* [DOCUMENT SEGMENT]:
Through the ages, laziness has been condemned by societies around the world. Lazy people have been seen as leeches drawing the blood of those who put long hours of hard work to feed everyone with the fruits of their labor.
Some people are not producing not because they are lazy, most probably does not have a viable choice. This article is talking about those lazy by choice and the secret envy they produce of those who work by need.
Still many have a secret envy for those lazy leeches as their hard work many times does not lift them far ahead from those who do nothing.
There is a law in Economics called the Law of Diminishing Returns. Basically, it states that if you leave all the other things constant and increase a factor, the return or output for that factor will at first increase, exponentially, hit an inflexion point and its rate of increase will diminish until it levels off, for then, if the factor is increased, its absolute return fall.

* [DATA]:
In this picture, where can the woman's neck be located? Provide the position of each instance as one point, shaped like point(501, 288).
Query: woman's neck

* [WORK TO BE COMPLETED]:
Reproduce the passage on laziness above in full, word for word.

* [CORRECT RESPONSE]:
Through the ages, laziness has been condemned by societies around the world. Lazy people have been seen as leeches drawing the blood of those who put long hours of hard work to feed everyone with the fruits of their labor.
Some people are not producing not because they are lazy, most probably does not have a viable choice. This article is talking about those lazy by choice and the secret envy they produce of those who work by need.
Still many have a secret envy for those lazy leeches as their hard work many times does not lift them far ahead from those who do nothing.
There is a law in Economics called the Law of Diminishing Returns. Basically, it states that if you leave all the other things constant and increase a factor, the return or output for that factor will at first increase, exponentially, hit an inflexion point and its rate of increase will diminish until it levels off, for then, if the factor is increased, its absolute return fall.